# Passage fourni
——
N’admirez-vous pas, rien qu’en ces quelques lignes, la puissance de mirage qui fait qu’on oublie les misères d’une révolution pour ne songer qu’à l’effet de la mise en scène et de l’orchestration ? — C’est cette imagination qui, dans les meilleurs jours, a dicté à Weiss des feuilletons éblouissants tels que celui qu’il a consacré à la Tour de Nesle, et tels couplets, sur le capitaine Buridan, sur l’ébullition des esprits en 1830, sur le napoléonisme. — C’est elle enfin qui colore son style et qui donne à sa phrase la plénitude et le relief. La langue savoureuse que parle Weiss est dans la meilleure tradition française. Tout ce qu’on y pourrait reprendre, c’est un goût qui n’est plus de mise, pour la métaphore suivie, prolongée. Mais sommes-nous bien sûrs nous-mêmes de ne pas aller trop loin dans cette recherche de la précision, que nous poussons jusqu’à la nudité et jusqu’à la sécheresse ?

II

Ce tour d’esprit explique les sympathies littéraires auxquelles J.-J. Weiss est resté toujours fidèle. Ces sympathies sont très nettement accusées ; ou ce sont, pour mieux dire, des affections passionnées et d’ardents enthousiasmes. Weiss ne se pique pas de neutralité ; alors même qu’il s’occupe seulement de juger des œuvres d’art, il reste encore un polémiste : sa critique, offensive et défensive, est une critique de combat ; et c’est bien ce qui la rend si vivante. Il va sans dire que Weiss admire comme il convient nos grands siècles littéraires ; il a une pleine intelligence de nos classiques. Mais l’époque qu’il aime d’amour, c’est celle de Louis-Philippe. Il aime cette époque privilégiée, pour ses mœurs d’abord qui étaient si probes, honnêtes sans sévérité, aisées et enjouées sans licence, pour le ton de délicatesse et d’élévation qui régnait dans la société, pour la sagesse d’un gouvernement qui a donné à la France la plus grande somme connue de liberté et de bonheur. 1840 est à ses yeux la date lumineuse, l’année qui représente dans la période contemporaine le point de perfection, une sorte d’année décrétoire qui marque un sommet dans le développement moral, intellectuel et politique de la nation française.
——
# Entrées
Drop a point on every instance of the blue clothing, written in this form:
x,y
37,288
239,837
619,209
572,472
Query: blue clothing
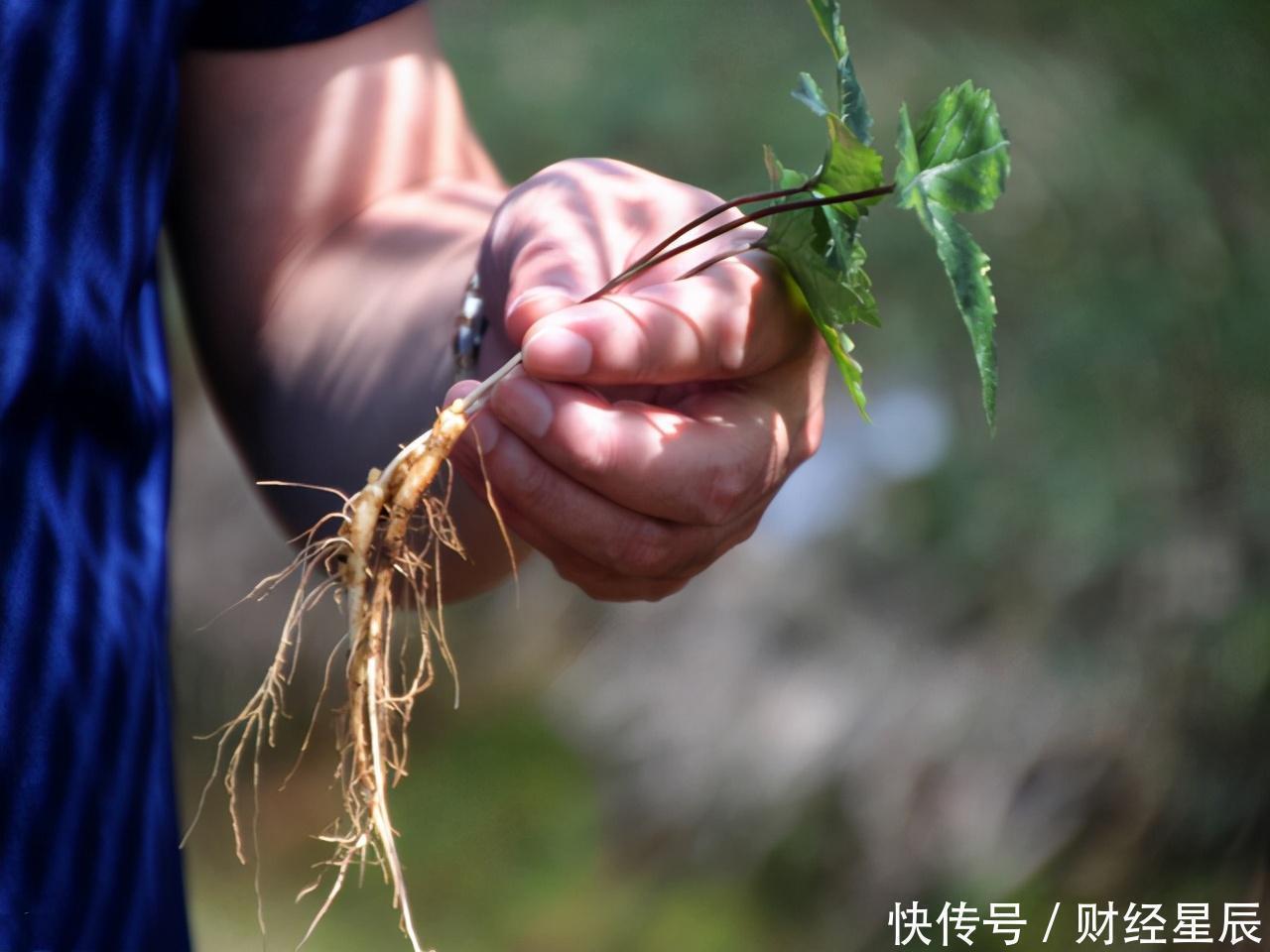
x,y
87,91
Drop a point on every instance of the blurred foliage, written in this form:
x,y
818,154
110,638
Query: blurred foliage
x,y
1116,531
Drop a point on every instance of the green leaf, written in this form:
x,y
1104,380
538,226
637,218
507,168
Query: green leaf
x,y
848,167
830,280
852,107
957,162
808,93
781,177
960,155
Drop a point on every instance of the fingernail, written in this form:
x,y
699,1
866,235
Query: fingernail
x,y
525,407
486,431
558,352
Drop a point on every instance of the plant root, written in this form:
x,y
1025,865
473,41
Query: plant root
x,y
385,555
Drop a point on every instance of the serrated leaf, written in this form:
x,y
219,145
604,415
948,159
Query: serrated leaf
x,y
852,107
832,282
848,167
960,155
957,162
781,177
808,93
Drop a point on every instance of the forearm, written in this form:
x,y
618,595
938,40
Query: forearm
x,y
324,261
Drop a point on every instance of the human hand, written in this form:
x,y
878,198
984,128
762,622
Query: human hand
x,y
652,426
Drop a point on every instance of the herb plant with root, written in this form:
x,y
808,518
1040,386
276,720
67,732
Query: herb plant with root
x,y
384,555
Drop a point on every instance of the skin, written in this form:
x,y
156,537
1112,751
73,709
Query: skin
x,y
329,203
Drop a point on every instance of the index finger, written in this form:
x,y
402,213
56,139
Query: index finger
x,y
733,320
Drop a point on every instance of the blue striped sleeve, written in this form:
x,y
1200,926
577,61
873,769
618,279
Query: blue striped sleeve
x,y
259,24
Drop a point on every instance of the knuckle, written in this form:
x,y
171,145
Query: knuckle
x,y
649,551
726,489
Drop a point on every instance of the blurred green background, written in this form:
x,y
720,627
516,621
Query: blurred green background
x,y
1032,667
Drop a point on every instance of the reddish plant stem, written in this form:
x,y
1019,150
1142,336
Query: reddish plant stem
x,y
476,399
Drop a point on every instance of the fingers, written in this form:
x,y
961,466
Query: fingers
x,y
592,539
697,470
731,320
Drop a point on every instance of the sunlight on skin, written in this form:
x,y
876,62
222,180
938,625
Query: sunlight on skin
x,y
330,203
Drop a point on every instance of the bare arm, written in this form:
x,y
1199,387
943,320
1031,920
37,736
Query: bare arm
x,y
329,200
330,204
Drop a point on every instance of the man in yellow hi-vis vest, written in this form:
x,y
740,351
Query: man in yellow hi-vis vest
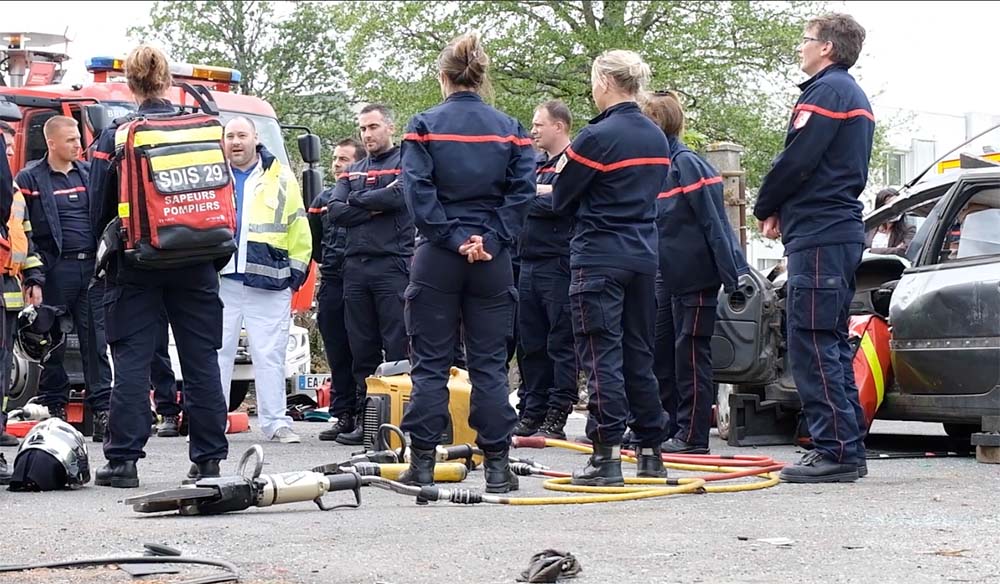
x,y
273,249
22,271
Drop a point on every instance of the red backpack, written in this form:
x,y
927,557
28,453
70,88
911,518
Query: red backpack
x,y
175,191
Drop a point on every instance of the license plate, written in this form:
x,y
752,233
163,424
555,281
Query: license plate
x,y
313,381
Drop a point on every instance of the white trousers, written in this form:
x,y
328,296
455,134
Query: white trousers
x,y
266,315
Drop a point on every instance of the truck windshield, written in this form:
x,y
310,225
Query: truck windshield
x,y
268,129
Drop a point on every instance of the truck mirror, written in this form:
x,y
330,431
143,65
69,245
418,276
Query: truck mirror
x,y
98,117
312,184
309,148
10,112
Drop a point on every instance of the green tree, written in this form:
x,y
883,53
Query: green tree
x,y
287,53
736,60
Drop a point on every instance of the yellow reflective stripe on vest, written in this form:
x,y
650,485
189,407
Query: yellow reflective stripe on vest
x,y
270,272
185,159
158,137
13,300
871,355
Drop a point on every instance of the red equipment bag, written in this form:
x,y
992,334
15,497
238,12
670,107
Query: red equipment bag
x,y
869,335
176,202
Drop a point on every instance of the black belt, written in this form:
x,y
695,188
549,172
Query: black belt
x,y
79,255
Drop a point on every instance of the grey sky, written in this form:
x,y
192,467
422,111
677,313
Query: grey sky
x,y
931,56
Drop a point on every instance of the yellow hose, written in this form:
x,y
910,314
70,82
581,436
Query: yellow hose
x,y
645,488
609,494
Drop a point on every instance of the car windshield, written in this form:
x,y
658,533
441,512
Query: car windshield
x,y
268,129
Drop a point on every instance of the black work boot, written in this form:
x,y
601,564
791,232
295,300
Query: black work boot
x,y
169,427
100,424
5,471
678,446
604,469
421,471
649,463
355,437
554,424
120,474
344,425
499,477
815,468
206,469
527,426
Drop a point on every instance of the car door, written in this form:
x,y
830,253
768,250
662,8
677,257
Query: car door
x,y
945,310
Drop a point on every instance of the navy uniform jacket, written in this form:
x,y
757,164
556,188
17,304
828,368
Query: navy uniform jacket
x,y
545,235
609,180
46,230
814,184
368,202
697,246
329,240
468,169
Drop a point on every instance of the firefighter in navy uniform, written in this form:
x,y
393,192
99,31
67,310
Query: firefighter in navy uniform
x,y
56,192
698,254
328,251
810,199
468,177
546,358
368,203
609,179
133,301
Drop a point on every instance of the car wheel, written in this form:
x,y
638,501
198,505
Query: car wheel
x,y
237,393
961,432
722,417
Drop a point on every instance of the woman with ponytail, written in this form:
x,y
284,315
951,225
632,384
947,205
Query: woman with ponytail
x,y
468,177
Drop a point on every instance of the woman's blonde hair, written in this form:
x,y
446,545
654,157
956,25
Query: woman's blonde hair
x,y
464,63
664,108
147,72
625,69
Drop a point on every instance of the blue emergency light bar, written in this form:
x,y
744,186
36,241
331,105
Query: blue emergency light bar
x,y
203,72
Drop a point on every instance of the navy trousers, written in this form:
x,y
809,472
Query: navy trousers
x,y
67,283
330,301
614,316
161,374
133,305
694,316
820,288
546,356
445,290
373,309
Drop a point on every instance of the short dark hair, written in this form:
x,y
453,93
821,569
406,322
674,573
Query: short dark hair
x,y
558,111
844,32
352,143
380,108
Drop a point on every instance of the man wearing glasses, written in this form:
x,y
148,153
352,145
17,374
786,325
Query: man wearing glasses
x,y
810,199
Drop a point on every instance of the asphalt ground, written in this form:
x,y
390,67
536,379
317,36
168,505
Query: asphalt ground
x,y
911,520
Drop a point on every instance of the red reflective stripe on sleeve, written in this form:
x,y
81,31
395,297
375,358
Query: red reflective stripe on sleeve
x,y
835,115
69,191
615,165
690,188
471,139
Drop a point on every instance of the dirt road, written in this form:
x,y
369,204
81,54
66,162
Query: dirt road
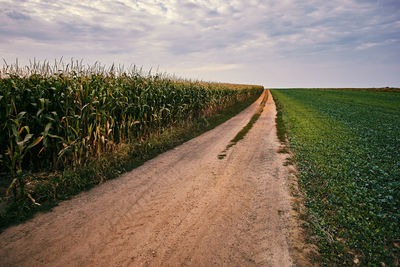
x,y
184,207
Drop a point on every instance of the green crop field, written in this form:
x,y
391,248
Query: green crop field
x,y
346,144
58,126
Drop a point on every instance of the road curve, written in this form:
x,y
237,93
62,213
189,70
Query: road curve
x,y
185,207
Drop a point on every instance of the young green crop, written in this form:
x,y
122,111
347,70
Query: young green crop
x,y
347,148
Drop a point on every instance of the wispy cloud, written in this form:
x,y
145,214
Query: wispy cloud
x,y
216,35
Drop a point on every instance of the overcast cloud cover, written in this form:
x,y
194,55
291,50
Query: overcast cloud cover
x,y
276,43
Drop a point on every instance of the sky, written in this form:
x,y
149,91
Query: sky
x,y
275,43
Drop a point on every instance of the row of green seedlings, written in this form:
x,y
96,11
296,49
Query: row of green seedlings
x,y
50,122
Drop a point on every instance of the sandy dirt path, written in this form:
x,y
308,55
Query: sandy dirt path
x,y
185,207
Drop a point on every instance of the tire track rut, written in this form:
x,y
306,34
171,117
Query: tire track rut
x,y
183,208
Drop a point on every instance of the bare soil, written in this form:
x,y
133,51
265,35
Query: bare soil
x,y
185,207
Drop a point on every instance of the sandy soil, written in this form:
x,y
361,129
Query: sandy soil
x,y
185,207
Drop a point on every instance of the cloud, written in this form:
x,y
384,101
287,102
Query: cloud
x,y
216,67
214,34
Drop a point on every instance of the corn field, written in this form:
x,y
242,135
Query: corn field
x,y
52,119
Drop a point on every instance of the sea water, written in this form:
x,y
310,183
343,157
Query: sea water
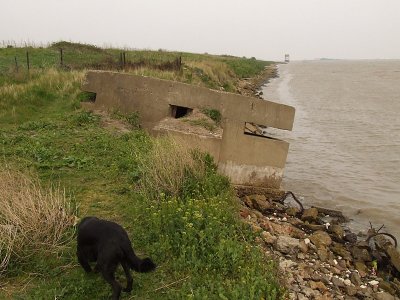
x,y
345,145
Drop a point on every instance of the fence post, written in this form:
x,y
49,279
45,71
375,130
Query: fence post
x,y
61,58
120,60
16,63
27,60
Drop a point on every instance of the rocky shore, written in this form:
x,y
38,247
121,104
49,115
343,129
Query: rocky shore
x,y
251,86
319,257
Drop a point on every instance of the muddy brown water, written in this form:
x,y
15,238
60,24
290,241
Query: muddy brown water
x,y
345,146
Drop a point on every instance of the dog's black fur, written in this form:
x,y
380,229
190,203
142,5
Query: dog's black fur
x,y
108,244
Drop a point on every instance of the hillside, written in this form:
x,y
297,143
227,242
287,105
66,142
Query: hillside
x,y
68,162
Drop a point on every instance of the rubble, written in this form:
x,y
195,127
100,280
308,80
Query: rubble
x,y
318,256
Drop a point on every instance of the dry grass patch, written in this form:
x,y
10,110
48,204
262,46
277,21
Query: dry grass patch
x,y
32,219
166,167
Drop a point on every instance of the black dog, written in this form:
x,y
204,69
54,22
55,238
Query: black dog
x,y
108,243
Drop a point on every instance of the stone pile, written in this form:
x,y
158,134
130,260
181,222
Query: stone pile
x,y
319,257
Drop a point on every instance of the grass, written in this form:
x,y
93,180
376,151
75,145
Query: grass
x,y
212,71
192,231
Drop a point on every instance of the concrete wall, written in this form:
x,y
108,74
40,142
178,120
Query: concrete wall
x,y
246,159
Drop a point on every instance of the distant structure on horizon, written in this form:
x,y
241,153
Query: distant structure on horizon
x,y
287,58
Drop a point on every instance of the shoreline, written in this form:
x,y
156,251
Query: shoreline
x,y
251,87
320,257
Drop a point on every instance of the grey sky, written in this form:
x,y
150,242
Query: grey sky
x,y
305,29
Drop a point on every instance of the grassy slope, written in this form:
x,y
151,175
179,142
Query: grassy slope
x,y
196,239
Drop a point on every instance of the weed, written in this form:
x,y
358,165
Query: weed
x,y
213,114
203,122
32,219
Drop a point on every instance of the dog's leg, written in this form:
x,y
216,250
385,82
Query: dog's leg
x,y
83,260
108,274
129,279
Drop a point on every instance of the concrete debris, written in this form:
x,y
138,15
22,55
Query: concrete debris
x,y
319,261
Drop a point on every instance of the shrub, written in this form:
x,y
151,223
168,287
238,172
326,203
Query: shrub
x,y
32,219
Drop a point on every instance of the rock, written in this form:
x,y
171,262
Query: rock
x,y
394,256
247,201
338,282
256,228
317,286
301,256
361,254
244,212
310,215
287,245
355,278
347,282
295,222
373,282
361,268
292,211
342,264
301,296
258,202
287,264
340,250
268,238
384,296
350,237
309,292
322,253
387,287
281,229
350,290
303,246
337,231
321,238
312,227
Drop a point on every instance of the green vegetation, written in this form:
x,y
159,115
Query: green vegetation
x,y
203,122
214,114
171,200
216,72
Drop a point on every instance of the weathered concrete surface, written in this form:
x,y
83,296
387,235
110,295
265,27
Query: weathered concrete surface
x,y
246,159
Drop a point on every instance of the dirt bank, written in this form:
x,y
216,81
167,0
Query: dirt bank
x,y
319,257
251,86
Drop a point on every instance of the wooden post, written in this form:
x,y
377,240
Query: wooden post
x,y
120,60
27,60
61,58
16,63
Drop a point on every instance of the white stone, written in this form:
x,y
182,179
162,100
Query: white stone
x,y
374,282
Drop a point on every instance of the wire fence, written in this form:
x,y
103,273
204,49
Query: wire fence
x,y
14,58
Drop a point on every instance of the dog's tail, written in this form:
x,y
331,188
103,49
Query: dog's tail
x,y
137,264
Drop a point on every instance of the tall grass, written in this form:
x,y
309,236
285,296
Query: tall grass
x,y
167,166
33,220
190,217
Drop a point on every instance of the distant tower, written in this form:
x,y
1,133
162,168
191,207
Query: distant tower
x,y
287,58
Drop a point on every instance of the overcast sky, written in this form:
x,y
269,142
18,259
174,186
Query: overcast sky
x,y
266,29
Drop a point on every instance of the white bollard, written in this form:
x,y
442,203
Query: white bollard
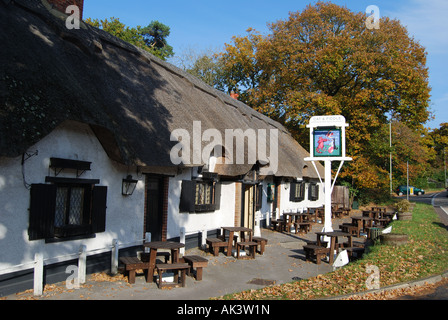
x,y
257,231
38,274
147,239
114,257
182,240
203,238
82,264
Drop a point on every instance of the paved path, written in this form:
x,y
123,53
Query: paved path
x,y
283,261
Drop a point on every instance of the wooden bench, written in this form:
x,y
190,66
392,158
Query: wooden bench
x,y
260,242
315,252
197,262
358,250
302,226
349,228
252,248
132,264
214,244
145,256
274,224
175,267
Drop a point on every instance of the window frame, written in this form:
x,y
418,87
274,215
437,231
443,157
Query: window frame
x,y
313,192
188,200
42,219
297,191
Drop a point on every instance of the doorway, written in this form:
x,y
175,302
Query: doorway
x,y
248,210
154,207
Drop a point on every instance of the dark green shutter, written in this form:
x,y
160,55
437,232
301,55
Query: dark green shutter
x,y
42,211
292,191
187,196
99,205
217,195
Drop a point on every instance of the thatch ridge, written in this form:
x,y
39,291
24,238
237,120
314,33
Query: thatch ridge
x,y
131,99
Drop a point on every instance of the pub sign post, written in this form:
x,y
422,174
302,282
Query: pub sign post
x,y
327,143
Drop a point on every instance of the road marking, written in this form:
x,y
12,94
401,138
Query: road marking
x,y
433,203
434,198
444,210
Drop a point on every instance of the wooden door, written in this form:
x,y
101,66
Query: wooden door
x,y
154,207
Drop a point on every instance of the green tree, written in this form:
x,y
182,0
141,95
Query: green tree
x,y
324,61
151,38
155,35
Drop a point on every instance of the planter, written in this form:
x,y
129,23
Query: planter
x,y
394,239
405,216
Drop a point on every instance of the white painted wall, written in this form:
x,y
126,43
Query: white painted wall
x,y
71,140
196,222
285,204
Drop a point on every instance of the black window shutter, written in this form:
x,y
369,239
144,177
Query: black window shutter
x,y
317,192
42,211
292,192
217,195
99,205
187,196
313,192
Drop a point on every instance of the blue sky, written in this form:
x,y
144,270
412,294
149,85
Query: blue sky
x,y
201,25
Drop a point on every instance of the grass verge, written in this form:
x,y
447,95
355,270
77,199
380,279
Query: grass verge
x,y
425,254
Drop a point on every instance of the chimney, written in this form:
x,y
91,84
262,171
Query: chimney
x,y
61,5
234,95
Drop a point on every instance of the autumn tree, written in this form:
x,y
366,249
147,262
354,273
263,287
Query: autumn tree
x,y
324,61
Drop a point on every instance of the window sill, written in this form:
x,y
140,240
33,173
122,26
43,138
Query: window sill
x,y
71,238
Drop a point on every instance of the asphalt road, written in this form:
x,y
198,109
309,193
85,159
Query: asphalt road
x,y
440,203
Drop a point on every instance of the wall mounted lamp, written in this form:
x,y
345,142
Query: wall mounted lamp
x,y
128,186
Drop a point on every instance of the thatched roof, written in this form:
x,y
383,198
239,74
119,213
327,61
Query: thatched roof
x,y
131,99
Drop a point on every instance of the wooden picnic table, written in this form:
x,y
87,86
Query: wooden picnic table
x,y
362,222
155,245
333,235
290,218
232,231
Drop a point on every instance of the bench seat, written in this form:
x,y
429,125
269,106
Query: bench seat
x,y
252,248
261,242
215,243
315,252
196,262
132,264
175,267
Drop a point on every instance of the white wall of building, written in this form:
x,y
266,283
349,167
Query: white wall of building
x,y
71,140
196,222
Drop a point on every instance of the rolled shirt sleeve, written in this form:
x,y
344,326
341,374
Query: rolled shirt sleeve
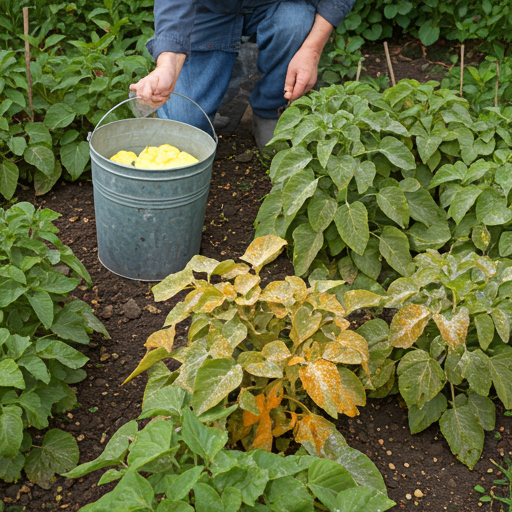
x,y
174,20
334,11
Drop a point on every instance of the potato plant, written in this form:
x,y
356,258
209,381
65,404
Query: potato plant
x,y
265,351
372,178
39,322
179,463
451,337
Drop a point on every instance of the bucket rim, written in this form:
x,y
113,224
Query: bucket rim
x,y
136,119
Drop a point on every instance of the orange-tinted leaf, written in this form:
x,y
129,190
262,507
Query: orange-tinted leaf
x,y
454,331
163,338
282,423
408,325
263,250
356,299
349,348
314,430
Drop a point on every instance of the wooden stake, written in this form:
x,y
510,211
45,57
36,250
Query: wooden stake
x,y
388,58
27,62
359,67
496,93
461,69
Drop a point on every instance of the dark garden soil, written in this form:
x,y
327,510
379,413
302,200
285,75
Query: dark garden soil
x,y
420,465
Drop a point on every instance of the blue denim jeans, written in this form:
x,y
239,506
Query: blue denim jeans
x,y
280,28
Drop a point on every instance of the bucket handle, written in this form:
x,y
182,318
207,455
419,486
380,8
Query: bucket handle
x,y
215,138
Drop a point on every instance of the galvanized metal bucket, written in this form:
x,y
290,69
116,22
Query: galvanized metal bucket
x,y
149,222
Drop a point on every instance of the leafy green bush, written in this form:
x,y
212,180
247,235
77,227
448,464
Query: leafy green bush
x,y
37,323
263,351
372,177
451,337
75,82
186,467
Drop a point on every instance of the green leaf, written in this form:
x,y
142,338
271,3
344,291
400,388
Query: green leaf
x,y
42,304
203,440
463,201
391,201
501,373
394,246
485,330
114,452
420,419
9,175
326,479
214,381
184,483
55,349
420,378
58,454
461,428
397,153
59,115
352,224
40,156
74,157
307,245
11,431
362,498
10,374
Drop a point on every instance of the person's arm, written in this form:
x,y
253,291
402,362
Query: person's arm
x,y
303,68
170,46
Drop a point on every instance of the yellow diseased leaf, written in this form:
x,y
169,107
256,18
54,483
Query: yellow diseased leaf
x,y
245,282
356,299
314,430
454,331
349,348
322,382
408,325
163,338
263,250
——
# Défis
- 1) Répondez, s'il vous plaît, à ces questions sur le passage fourni :
(a) Quel sujet a inspiré à Weiss un feuilleton éblouissant ?
(b) Quelle époque Weiss aime-t-il d'amour ?
(c) Quelle année représente à ses yeux la date lumineuse ?
- 2) Dans les entrées, substituez « brown withered leaf » à « yellow diseased leaf » de la ligne contenant « Drop a point on every instance of the yellow diseased » jusqu'à la fin des entrées incluse. Redonnez uniquement ces lignes, tout le reste inchangé.

# Résultats par tâche
- 1)
(a) La Tour de Nesle.
(b) Celle de Louis-Philippe.
(c) 1840.

- 2)
Drop a point on every instance of the brown withered leaf, written in this form:
x,y
169,107
256,18
54,483
Query: brown withered leaf
x,y
245,282
356,299
314,430
454,331
349,348
322,382
408,325
163,338
263,250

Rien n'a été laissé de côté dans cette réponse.